• [What the task requires]
Set down the passage of the article on the Bumiputera equity safety net exactly, starting with "12MP: Bumiputera equity" and going on through "of the group.".

• [Page text]
12MP: Bumiputera equity safety net may do more harm than good

The firms which are able to purchase the shares will counter the productivity of the exciting companies

by ANIS HAZIM & MUHAMAD AMIR AIMAN AZLAN / pic by TMR FILE

THE Bumiputera equity safety net under the 12th Malaysia Plan (12MP) is seen as a good intention but could potentially harm the Bumiputera, the Institute of Democracy and Economic Affairs said.

Its CEO Tricia Yeoh said the policy aims to increase the wellbeing of Malaysia’s Bumiputera but the reality may benefit only a small number of the group.

“One of the policies may have good intentions to increase the wellbeing of Bumiputera in Malaysia. However, the reality is that this will only benefit a few Bumiputeras,” she told The Malaysian Reserve.

The equity safety net framework was tabled in Parliament recently by Prime Minister Datuk Seri Ismail Sabri Yaakob, which stated that the sale of Bumiputera shares or companies will only be sold to fellow Bumiputera firms and individuals.

• [Entries supplied]
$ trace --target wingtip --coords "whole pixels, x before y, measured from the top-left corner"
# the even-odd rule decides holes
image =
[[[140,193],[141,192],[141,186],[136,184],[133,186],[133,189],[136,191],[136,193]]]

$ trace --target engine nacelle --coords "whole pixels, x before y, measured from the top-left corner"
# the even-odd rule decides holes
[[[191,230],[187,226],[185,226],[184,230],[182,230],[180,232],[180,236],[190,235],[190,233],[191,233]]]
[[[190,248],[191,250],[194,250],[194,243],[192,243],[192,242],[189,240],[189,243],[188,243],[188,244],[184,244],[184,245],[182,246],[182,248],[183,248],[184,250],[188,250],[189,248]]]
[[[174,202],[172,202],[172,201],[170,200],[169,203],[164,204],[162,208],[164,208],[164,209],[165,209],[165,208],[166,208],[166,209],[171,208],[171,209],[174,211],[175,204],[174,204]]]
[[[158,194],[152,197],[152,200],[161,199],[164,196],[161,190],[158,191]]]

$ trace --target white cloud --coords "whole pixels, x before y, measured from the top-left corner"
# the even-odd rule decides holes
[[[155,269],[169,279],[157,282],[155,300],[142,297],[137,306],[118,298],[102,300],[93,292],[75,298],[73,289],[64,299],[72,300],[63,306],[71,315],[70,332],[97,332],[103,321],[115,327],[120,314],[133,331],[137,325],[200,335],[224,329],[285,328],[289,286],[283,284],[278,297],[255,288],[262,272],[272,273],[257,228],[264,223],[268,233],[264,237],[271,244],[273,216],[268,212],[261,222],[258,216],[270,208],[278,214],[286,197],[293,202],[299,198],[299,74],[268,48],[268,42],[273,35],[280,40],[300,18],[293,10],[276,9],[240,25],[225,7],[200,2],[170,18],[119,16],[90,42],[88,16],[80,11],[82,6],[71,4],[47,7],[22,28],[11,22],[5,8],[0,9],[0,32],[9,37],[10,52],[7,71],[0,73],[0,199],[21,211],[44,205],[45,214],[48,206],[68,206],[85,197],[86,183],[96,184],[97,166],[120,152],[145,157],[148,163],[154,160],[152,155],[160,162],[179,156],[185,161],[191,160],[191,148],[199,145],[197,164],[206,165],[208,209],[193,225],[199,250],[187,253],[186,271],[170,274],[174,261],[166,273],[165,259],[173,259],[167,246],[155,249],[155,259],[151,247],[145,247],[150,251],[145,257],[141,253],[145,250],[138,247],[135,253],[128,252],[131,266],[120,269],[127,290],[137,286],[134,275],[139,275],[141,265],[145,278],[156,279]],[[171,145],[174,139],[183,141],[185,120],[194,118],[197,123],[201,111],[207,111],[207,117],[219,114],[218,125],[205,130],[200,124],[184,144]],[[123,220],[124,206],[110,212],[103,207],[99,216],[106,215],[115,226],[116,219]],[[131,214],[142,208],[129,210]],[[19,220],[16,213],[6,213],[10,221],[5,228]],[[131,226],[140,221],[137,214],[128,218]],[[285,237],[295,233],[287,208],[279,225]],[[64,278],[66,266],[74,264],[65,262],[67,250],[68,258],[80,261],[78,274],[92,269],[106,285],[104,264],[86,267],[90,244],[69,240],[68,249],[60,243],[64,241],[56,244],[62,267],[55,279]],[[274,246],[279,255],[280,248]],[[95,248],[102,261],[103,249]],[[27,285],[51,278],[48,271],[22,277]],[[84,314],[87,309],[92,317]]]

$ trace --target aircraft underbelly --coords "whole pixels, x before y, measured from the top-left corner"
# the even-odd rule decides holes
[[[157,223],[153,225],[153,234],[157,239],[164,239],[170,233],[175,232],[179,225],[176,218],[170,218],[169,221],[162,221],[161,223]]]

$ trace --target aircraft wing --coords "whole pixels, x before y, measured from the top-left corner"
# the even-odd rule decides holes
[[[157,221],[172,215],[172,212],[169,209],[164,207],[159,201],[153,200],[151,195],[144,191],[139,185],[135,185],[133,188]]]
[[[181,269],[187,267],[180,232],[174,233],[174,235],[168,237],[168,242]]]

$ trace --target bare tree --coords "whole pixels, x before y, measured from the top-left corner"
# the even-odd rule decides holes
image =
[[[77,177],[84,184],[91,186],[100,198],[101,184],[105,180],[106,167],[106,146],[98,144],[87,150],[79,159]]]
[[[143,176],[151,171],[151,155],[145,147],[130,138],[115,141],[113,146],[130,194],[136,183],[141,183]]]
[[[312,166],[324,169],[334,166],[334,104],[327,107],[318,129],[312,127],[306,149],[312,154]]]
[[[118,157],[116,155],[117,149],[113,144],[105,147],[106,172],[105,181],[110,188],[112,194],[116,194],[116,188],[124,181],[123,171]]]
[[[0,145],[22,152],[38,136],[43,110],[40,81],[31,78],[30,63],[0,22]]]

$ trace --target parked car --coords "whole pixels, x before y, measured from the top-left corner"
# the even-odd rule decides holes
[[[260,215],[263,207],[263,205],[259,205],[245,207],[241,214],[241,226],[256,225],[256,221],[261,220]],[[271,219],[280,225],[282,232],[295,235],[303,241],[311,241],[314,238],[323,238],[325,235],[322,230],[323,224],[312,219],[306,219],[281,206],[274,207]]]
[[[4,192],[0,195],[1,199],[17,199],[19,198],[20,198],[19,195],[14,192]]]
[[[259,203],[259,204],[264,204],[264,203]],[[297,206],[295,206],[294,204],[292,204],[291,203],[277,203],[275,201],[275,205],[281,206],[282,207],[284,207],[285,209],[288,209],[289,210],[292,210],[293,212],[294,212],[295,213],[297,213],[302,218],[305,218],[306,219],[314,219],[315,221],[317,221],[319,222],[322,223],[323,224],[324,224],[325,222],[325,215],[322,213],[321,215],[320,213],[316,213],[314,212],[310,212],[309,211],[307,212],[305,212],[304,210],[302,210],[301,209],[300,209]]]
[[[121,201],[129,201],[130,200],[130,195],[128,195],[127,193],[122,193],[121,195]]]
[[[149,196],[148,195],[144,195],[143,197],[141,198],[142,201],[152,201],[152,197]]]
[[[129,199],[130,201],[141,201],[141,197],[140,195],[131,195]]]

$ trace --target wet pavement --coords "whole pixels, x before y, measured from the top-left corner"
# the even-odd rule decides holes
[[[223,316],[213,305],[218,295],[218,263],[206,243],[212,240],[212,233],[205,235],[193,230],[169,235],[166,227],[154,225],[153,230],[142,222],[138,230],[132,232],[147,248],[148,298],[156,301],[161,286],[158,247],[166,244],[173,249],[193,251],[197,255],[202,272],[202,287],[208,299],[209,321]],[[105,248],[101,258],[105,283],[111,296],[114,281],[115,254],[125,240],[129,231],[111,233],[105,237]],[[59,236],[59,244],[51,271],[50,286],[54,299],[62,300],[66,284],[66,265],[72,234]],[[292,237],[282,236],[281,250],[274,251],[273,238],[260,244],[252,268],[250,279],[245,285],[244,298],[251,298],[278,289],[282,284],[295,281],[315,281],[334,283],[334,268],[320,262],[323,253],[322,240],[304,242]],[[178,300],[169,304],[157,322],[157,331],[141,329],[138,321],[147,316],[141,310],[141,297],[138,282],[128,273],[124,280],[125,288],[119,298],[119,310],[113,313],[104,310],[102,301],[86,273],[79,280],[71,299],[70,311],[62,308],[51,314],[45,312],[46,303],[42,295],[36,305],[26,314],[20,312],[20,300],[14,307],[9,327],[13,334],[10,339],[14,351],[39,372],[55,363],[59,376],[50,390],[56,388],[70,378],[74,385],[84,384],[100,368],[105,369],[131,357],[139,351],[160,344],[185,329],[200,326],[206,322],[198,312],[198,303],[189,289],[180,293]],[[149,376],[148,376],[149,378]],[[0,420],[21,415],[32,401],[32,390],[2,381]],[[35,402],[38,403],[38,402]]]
* * *
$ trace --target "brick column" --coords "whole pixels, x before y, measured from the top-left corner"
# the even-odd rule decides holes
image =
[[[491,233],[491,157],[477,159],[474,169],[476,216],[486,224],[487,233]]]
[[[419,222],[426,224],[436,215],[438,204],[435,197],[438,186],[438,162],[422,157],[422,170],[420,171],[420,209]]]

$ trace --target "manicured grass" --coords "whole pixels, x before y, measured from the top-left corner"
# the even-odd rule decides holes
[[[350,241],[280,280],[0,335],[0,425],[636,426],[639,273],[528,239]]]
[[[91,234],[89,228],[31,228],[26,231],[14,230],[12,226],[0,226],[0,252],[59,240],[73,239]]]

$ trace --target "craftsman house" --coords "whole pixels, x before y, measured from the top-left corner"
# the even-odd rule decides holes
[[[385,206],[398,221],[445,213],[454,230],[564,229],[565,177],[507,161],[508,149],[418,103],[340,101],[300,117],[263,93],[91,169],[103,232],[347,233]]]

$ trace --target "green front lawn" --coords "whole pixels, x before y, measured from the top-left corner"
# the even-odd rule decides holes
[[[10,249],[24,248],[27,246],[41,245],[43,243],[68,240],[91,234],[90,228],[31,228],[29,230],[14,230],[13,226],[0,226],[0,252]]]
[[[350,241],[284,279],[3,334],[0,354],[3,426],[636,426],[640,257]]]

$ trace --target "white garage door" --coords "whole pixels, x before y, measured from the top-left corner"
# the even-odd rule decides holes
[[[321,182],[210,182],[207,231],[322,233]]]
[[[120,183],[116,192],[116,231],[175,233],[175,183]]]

• [Exercise solution]
12MP: Bumiputera equity safety net may do more harm than good

The firms which are able to purchase the shares will counter the productivity of the exciting companies

by ANIS HAZIM & MUHAMAD AMIR AIMAN AZLAN / pic by TMR FILE

THE Bumiputera equity safety net under the 12th Malaysia Plan (12MP) is seen as a good intention but could potentially harm the Bumiputera, the Institute of Democracy and Economic Affairs said.

Its CEO Tricia Yeoh said the policy aims to increase the wellbeing of Malaysia’s Bumiputera but the reality may benefit only a small number of the group.